* _Passage shown_
According to several studies, prolonged hemodialysis sessions, either at home or in-center, may improve clinical outcomes [9–11]. A hemodialysis schedule of three times per week of eight hours improved nutritional status, volume status, and survival rates [12]. Nocturnal hemodialysis (NHD) combines the long duration dialysis and more frequent treatments which results in ameliorated elimination of waste products and fluids. Therefore, diet and fluid restrictions are usually less stringent in NHD patients compared with patients on conventional hemodialysis (CHD). NHD patients use significantly less or no phosphate binders which may result in a revitalized appetite [13,14]. Receiving dialysis during the night may also facilitate a more 'normal' day rhythm with less disturbances of eating patterns. All of these factors may modify the pattern of food consumption after the transition from CHD to NHD.
Current knowledge regarding long-term effects of NHD on nutritional status is limited. Therefore, we performed a systematic review on the effect on nutritional status with the transition from CHD to NHD. We specifically studied the effect of NHD on protein intake, laboratory indices of nutritional status, and body composition.
Methods
Study protocol and information sources
This systematic review was performed between October 3rd, 2013, and February 1st, 2014, from databases of Medline, Cinahl, EMBASE, and the Cochrane Library, according study protocol (S1 File). We followed the PRISMA recommendations for reporting data and meta-analysis (PRISMA 2009) (S1 Table).

* _Supplied data_
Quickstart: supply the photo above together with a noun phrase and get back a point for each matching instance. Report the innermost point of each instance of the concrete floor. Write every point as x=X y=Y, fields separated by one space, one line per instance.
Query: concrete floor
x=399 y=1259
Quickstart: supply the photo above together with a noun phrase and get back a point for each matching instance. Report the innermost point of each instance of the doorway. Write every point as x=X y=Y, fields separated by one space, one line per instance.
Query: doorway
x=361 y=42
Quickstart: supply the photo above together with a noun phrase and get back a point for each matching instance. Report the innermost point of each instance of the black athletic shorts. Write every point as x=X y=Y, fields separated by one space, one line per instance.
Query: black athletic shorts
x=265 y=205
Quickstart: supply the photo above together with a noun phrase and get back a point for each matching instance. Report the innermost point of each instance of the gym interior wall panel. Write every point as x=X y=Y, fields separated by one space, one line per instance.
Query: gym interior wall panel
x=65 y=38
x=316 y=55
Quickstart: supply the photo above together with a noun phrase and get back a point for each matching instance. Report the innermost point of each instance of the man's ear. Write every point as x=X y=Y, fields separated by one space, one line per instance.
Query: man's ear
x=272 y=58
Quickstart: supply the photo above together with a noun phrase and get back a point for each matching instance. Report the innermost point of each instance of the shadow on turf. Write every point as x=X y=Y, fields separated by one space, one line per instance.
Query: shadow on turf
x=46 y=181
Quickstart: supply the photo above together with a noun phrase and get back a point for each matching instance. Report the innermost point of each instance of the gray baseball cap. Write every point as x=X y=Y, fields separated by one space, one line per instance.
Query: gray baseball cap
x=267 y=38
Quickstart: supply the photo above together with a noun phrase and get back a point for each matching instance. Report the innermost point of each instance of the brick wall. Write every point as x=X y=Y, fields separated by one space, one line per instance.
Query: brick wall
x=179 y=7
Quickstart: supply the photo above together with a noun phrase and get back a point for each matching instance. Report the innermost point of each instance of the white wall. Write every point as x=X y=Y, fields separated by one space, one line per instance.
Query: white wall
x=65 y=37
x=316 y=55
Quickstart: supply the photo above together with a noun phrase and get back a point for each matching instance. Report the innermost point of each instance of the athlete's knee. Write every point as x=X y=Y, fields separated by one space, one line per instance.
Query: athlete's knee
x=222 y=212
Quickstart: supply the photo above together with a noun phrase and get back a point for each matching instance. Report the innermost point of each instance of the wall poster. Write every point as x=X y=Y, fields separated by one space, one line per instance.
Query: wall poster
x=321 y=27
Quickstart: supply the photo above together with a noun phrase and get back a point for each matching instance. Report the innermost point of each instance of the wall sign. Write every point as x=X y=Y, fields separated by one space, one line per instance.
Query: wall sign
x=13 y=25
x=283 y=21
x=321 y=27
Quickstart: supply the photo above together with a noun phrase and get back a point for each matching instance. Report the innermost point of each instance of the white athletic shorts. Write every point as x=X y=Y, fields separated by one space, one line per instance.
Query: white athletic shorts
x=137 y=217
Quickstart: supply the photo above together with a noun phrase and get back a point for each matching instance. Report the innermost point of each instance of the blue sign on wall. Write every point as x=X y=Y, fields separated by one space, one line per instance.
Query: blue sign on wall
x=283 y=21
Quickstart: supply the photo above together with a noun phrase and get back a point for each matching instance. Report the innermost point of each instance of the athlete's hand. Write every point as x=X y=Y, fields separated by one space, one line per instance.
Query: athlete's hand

* _Exercise objective_
Please copy the nocturnal hemodialysis passage word for word, starting with "Current knowledge regarding" and going on through "and body composition.".

* _Written response_
Current knowledge regarding long-term effects of NHD on nutritional status is limited. Therefore, we performed a systematic review on the effect on nutritional status with the transition from CHD to NHD. We specifically studied the effect of NHD on protein intake, laboratory indices of nutritional status, and body composition.